• _PASSAGE TO READ_
- - -
Community health centers (CHCs) represent a key source of primary health care for medically underserved populations and communities. In 2011, over 1,100 federally funded health centers operating in more than 8,500 communities furnished comprehensive primary health care to more than 20 million patients. An additional 100 “look-alike” health centers that meet all federal health center requirements served an additional one million patients that year. Under the Affordable Care Act (ACA), both Medicaid and private coverage will expand to cover millions more Americans in 2014. To help meet the expected increased demand for care, the ACA provided a new $11 billion dedicated trust fund for expansion of the health centers program, and the law envisions that current health center capacity will increase to 40 million patients by 2019, roughly doubling.
This issue brief from the Kaiser Commission on Medicaid and the Uninsured analyzes the performance of federally-funded community health centers on three health care quality measures, using the performance of Medicaid managed care organizations (MCOs) as a comparison group. The three measures examined are: 1) diabetes control, defined as HbA1c levels at or below 9, for patients with diabetes; 2) blood pressure control (<140/90mm Hg) for patients with hypertension; and 3) the share of women ages 24 to 64 who received a Pap test within the past three years. Using data reported in the 2010 Uniform Data System (UDS) by all community health centers and the 2008 Healthcare Effectiveness Data and Information Set (HEDIS) for Medicaid MCOs, the analysis identified health centers as “high-performing” if their rates exceeded the 75th percentile of Medicaid MCO HEDIS scores on all three of our quality measures. The analysis identified health centers as “lower-performing” if their rates were below the mean Medicaid MCO HEDIS score on all three measures.
- - -
• _WHAT THIS EXERCISE ASKS_
**1)** In the passage on community health centers, how many patients does the ACA envision health center capacity reaching by 2019?
**2)** Using the passage on community health centers, explain why the ACA provided a new $11 billion dedicated trust fund for the health centers program.
The dataset entries are not needed for the work on the passage.

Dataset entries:
- - -
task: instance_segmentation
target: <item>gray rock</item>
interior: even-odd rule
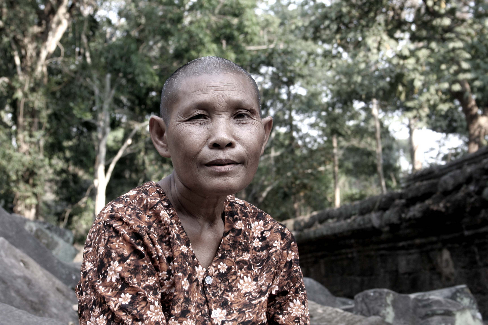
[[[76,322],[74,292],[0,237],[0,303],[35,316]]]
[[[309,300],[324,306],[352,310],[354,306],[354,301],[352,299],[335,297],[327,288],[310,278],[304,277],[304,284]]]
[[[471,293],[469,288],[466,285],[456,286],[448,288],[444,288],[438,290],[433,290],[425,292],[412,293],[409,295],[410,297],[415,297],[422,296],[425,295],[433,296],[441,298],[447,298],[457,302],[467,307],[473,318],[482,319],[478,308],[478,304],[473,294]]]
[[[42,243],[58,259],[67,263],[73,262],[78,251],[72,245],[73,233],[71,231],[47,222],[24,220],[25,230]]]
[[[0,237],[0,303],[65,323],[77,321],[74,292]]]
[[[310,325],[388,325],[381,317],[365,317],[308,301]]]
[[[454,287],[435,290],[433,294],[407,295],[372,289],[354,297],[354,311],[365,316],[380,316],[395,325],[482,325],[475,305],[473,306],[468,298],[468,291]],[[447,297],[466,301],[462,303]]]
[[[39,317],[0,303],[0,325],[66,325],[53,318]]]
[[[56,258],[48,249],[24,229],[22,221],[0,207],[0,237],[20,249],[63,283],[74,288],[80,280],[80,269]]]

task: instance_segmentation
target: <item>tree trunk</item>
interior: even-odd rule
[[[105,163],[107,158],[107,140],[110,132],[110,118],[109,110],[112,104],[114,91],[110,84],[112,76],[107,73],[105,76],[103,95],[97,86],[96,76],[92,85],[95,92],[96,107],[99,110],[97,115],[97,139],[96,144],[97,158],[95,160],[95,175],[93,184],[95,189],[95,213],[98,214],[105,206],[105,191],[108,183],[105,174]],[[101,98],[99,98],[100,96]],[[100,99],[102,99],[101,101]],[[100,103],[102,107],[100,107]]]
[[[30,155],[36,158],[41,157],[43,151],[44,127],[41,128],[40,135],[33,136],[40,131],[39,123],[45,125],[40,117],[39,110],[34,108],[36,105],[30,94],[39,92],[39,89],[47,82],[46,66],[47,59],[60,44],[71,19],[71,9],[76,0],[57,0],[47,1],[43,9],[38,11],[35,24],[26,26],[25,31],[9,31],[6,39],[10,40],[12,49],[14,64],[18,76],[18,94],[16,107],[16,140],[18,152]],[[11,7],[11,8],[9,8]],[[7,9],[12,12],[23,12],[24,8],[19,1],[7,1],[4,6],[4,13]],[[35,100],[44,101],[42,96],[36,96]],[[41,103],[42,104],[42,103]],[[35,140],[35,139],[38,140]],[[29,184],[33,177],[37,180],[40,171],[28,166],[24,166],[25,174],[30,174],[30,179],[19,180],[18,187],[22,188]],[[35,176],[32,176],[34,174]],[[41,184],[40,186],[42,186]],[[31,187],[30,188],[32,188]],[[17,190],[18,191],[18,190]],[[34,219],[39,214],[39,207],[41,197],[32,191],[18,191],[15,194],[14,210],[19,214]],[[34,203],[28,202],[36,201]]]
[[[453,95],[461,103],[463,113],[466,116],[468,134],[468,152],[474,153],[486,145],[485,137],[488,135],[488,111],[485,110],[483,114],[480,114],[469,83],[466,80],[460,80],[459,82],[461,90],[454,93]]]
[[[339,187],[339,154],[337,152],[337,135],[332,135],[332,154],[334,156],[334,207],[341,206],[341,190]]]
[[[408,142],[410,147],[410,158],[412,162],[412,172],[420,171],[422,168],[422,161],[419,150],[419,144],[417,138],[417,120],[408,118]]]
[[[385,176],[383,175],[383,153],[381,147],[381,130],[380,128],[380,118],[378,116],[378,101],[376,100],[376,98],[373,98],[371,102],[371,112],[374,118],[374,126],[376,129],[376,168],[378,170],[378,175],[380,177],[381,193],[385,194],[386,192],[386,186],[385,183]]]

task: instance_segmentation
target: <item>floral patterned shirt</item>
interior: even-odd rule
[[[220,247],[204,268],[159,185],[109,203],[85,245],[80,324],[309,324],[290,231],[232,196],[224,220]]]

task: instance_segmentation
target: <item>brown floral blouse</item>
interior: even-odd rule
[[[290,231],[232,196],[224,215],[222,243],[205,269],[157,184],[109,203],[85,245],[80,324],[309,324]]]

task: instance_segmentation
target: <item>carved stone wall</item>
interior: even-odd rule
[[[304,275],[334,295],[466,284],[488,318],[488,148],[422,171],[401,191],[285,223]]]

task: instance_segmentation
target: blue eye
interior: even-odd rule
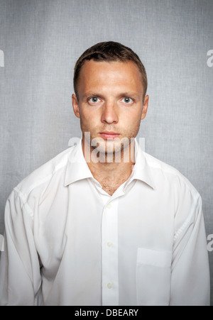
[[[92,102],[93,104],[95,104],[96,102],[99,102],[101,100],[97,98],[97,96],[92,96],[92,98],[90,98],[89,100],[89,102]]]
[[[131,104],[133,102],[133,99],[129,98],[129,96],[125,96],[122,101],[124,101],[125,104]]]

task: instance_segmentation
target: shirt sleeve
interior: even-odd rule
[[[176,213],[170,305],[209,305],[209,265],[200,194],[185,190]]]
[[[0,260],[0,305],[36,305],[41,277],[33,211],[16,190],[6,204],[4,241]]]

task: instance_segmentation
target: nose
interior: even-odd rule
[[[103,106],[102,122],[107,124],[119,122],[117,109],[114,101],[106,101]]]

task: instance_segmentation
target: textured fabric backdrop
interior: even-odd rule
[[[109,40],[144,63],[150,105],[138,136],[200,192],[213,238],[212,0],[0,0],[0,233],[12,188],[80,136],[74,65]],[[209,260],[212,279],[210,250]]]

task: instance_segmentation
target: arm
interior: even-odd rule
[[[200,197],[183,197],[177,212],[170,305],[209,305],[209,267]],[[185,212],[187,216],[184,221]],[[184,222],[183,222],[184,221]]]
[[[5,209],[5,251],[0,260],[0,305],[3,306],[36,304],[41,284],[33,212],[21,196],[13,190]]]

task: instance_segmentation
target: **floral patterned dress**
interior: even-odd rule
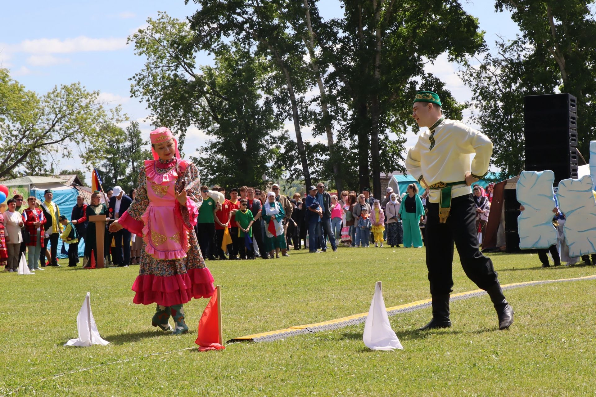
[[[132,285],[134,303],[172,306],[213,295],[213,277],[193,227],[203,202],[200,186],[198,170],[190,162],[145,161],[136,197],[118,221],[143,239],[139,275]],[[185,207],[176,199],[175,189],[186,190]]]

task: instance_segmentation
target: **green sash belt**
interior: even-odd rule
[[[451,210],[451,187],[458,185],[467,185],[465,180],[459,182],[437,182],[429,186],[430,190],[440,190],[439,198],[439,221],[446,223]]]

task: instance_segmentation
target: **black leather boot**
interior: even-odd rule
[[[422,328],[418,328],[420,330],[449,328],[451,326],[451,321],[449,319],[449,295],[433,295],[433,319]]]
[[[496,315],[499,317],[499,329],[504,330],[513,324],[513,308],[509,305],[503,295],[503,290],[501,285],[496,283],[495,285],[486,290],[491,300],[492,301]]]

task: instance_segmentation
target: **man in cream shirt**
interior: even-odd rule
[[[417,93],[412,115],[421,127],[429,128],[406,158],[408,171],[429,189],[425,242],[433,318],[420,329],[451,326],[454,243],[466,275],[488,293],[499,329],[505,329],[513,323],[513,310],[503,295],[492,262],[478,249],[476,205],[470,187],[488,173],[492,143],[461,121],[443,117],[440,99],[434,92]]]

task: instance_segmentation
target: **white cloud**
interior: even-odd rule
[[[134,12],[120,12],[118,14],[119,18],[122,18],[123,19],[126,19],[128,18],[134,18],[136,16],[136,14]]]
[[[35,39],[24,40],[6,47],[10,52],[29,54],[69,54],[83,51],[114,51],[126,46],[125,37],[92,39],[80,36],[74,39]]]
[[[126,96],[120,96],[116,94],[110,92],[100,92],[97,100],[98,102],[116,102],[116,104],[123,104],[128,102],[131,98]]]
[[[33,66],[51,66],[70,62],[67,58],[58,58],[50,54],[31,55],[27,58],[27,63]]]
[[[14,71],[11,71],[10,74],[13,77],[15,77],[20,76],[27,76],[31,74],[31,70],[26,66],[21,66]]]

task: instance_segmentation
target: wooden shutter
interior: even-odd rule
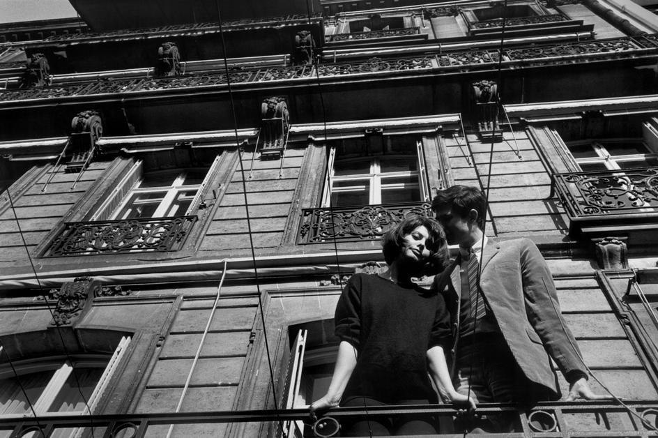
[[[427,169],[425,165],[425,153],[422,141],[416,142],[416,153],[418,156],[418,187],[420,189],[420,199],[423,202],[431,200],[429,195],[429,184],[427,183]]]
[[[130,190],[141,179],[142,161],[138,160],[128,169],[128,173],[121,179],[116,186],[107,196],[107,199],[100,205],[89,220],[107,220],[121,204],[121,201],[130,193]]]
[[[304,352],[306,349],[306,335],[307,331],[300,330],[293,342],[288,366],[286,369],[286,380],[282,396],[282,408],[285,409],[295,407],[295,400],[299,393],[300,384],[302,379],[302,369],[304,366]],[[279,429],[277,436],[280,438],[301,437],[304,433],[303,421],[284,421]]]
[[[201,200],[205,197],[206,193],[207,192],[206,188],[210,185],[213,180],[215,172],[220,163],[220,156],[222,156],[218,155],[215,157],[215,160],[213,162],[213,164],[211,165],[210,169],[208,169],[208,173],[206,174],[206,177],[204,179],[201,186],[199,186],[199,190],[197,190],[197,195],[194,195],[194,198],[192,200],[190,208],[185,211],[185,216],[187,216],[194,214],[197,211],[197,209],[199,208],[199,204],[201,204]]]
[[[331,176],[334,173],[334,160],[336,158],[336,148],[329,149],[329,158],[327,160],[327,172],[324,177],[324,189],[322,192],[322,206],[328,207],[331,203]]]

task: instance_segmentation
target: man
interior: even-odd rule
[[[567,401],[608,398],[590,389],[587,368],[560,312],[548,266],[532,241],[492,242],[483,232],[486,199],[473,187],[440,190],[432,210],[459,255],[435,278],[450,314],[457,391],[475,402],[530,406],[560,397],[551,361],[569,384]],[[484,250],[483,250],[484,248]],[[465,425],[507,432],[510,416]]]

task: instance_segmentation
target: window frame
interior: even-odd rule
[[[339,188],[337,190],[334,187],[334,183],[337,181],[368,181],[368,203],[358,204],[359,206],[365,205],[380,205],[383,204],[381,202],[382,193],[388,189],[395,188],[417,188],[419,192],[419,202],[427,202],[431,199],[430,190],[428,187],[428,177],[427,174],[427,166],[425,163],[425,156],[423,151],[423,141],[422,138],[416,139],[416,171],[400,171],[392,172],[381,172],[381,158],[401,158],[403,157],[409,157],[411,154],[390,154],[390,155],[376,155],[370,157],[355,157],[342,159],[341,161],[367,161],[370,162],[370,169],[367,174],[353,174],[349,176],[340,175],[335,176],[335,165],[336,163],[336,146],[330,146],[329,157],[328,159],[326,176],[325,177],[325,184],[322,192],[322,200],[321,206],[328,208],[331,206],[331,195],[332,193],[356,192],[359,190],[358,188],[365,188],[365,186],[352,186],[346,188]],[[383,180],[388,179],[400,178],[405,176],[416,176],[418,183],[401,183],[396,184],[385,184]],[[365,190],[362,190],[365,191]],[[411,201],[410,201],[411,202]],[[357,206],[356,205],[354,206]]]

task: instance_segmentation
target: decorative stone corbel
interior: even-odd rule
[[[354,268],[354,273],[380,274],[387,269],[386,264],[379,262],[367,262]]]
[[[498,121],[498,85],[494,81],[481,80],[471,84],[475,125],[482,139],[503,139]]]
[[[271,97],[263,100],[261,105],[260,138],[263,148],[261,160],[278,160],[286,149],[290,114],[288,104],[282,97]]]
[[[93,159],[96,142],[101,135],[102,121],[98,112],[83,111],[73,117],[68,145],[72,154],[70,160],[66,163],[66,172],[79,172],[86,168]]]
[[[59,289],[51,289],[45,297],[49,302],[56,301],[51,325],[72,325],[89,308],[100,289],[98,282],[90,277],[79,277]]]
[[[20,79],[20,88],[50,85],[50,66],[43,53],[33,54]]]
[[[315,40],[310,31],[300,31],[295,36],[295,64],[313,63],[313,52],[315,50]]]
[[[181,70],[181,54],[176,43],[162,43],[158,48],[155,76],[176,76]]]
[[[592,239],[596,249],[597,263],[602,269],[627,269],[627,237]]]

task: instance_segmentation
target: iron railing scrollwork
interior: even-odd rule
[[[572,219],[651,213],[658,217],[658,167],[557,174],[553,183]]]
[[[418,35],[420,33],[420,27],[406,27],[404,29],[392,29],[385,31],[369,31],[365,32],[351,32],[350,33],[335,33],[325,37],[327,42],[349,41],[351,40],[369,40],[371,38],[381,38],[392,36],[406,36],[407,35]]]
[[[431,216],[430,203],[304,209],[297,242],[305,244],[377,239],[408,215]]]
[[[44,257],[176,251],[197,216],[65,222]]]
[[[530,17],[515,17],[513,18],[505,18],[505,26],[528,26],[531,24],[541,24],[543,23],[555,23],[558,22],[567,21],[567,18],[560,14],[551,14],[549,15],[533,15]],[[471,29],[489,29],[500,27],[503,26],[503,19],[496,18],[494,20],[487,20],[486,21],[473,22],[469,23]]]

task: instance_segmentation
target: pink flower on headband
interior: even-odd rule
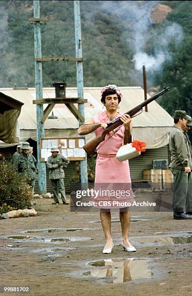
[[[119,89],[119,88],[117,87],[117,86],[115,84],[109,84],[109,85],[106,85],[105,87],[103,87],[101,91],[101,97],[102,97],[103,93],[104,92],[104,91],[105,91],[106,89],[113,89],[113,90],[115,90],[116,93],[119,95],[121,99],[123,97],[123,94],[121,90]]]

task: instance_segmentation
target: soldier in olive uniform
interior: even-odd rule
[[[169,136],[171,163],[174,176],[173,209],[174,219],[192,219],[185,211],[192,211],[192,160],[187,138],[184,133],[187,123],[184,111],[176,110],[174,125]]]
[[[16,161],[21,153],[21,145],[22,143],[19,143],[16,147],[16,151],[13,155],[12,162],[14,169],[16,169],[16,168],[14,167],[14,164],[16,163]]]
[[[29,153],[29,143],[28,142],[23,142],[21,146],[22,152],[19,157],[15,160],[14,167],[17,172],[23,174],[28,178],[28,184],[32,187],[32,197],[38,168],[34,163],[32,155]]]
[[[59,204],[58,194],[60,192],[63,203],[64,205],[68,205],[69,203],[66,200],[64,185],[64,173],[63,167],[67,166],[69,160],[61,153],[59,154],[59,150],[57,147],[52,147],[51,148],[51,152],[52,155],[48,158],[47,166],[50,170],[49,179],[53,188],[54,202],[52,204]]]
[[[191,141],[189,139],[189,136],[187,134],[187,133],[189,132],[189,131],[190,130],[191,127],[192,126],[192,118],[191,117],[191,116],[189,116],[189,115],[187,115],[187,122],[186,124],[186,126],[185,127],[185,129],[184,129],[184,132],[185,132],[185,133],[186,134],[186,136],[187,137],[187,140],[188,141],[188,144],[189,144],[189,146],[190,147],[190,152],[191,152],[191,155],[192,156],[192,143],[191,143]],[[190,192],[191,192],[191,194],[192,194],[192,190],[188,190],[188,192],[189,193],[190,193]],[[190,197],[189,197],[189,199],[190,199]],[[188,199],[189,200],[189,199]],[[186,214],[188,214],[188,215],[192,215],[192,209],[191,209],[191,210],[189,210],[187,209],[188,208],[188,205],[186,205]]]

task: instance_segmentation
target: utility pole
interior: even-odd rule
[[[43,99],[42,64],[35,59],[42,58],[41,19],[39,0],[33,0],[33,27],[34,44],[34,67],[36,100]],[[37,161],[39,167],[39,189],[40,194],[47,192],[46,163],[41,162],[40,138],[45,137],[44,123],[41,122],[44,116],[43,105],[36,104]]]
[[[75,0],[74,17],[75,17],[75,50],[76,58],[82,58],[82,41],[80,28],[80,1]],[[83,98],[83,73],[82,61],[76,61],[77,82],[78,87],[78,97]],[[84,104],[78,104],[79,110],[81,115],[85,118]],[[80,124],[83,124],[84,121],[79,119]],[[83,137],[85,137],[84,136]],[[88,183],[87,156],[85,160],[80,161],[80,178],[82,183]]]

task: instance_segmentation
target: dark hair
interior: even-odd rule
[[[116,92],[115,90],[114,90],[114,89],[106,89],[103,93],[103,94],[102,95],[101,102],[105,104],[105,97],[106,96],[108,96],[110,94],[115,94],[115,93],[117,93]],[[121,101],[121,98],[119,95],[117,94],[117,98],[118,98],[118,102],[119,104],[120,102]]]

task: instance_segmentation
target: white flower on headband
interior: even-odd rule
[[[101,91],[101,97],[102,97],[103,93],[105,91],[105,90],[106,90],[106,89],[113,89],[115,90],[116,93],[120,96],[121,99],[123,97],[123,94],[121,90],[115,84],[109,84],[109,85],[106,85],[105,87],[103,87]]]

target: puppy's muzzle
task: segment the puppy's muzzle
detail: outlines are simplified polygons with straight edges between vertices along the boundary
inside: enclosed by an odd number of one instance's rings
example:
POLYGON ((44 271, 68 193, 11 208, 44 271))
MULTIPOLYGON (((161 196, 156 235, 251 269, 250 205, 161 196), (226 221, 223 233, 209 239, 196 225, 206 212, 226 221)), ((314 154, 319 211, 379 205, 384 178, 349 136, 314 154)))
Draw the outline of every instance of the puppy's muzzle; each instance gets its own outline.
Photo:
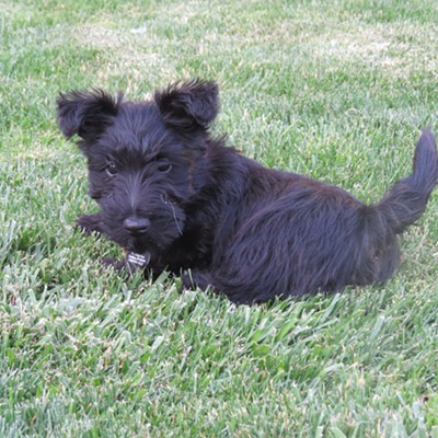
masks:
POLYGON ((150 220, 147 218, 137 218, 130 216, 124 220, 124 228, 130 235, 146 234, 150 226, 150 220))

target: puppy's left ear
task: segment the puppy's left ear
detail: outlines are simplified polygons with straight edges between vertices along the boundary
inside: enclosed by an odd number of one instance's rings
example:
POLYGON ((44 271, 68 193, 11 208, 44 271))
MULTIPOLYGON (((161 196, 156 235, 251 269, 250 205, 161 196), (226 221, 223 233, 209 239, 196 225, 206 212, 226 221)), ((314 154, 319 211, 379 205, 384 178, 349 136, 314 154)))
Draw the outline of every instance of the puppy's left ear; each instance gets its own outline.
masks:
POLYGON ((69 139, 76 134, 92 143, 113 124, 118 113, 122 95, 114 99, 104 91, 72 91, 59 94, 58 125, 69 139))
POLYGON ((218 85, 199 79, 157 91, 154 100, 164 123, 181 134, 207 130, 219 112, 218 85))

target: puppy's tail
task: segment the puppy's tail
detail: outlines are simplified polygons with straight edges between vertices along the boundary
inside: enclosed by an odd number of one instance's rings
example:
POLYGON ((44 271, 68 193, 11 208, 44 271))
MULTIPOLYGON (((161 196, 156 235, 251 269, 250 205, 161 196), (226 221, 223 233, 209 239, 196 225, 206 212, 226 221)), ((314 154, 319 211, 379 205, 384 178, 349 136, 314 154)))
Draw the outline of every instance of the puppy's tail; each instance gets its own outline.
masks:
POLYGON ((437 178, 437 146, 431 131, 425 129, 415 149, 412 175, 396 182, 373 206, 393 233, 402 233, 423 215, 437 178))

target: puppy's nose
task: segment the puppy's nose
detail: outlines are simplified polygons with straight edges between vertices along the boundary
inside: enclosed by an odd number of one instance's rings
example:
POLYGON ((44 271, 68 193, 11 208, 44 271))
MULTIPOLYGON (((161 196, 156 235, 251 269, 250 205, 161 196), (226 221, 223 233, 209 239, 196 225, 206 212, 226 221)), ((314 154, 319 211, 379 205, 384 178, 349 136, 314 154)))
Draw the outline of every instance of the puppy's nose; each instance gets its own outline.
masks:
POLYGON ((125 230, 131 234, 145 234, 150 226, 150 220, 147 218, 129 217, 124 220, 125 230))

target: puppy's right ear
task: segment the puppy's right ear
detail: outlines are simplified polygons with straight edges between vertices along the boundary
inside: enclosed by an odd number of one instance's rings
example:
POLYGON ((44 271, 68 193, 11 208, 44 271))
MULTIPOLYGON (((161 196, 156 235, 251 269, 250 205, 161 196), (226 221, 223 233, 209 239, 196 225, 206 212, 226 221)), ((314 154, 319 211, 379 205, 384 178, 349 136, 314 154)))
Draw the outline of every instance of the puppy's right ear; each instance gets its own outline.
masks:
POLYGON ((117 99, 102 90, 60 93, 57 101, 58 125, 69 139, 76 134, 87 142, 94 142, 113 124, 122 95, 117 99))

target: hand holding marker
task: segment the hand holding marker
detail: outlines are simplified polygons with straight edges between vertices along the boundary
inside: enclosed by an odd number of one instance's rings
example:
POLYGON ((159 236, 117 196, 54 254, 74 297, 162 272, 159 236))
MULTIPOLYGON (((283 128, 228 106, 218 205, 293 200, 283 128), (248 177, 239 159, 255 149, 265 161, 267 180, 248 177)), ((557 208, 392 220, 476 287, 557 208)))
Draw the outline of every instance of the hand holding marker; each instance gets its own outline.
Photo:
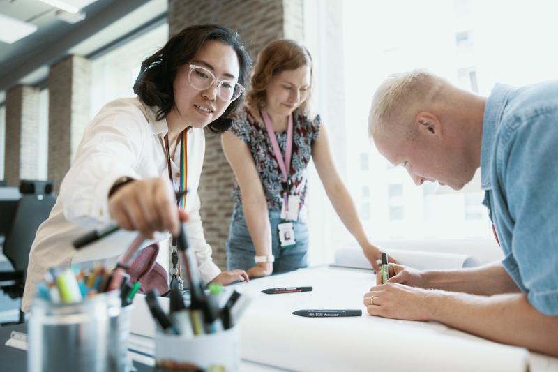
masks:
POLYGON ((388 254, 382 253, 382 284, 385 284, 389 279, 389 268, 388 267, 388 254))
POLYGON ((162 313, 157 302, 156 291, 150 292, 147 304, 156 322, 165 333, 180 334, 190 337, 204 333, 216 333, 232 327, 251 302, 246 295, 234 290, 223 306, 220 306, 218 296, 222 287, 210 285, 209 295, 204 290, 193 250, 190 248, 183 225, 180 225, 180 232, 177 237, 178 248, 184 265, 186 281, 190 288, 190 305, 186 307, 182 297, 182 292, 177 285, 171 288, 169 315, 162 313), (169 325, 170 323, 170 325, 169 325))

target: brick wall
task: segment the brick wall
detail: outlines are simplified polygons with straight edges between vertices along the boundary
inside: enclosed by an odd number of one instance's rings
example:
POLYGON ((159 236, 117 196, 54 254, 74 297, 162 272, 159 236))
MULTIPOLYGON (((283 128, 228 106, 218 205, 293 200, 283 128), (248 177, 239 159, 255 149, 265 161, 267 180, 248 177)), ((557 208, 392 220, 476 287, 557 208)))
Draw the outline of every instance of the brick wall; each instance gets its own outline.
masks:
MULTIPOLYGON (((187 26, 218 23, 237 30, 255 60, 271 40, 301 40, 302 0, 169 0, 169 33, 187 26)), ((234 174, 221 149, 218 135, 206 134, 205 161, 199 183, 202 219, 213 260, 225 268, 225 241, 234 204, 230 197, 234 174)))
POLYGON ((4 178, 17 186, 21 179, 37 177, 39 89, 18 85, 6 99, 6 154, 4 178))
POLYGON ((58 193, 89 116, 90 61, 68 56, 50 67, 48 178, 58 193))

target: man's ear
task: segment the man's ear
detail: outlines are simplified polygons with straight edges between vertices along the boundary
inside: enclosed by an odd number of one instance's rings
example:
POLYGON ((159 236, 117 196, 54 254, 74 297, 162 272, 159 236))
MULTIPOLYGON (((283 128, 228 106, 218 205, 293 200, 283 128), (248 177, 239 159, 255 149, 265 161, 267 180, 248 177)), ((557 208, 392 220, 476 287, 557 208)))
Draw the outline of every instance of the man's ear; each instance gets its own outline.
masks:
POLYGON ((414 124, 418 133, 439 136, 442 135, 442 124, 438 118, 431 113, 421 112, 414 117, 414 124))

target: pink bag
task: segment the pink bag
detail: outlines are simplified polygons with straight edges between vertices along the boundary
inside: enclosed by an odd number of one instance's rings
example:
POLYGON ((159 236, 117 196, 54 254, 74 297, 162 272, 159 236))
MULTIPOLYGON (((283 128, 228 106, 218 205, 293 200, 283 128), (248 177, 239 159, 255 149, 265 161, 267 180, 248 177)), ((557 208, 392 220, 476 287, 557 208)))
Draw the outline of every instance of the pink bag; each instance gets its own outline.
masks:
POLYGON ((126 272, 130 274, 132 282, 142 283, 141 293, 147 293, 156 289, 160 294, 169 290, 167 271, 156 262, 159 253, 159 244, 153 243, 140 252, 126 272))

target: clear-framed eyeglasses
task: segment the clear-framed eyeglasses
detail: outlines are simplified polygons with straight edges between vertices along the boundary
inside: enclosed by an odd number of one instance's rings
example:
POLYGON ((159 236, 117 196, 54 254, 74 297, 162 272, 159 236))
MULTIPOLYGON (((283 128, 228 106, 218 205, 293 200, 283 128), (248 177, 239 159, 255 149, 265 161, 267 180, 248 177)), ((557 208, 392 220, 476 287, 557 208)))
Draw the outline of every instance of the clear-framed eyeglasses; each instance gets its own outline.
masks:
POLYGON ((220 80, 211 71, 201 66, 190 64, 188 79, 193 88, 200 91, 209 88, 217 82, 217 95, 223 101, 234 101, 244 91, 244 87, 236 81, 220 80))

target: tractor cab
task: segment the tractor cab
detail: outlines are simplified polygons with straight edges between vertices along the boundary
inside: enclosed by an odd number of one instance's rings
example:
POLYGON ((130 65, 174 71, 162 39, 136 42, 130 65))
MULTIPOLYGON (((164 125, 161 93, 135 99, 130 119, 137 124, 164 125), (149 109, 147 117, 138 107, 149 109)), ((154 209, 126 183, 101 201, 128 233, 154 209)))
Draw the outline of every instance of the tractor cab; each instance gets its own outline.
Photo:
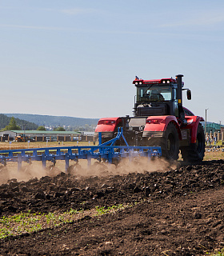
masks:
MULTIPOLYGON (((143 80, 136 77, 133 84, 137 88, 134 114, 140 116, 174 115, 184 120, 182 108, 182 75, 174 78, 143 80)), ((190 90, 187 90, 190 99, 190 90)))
- - -
• _RESULTS BY TASK_
**1)** 40 million patients, roughly double the current capacity.

**2)** Under the ACA, Medicaid and private coverage will expand in 2014 to cover millions more Americans, which is expected to increase demand for care. The $11 billion trust fund for expanding the health centers program was provided to help meet that increased demand.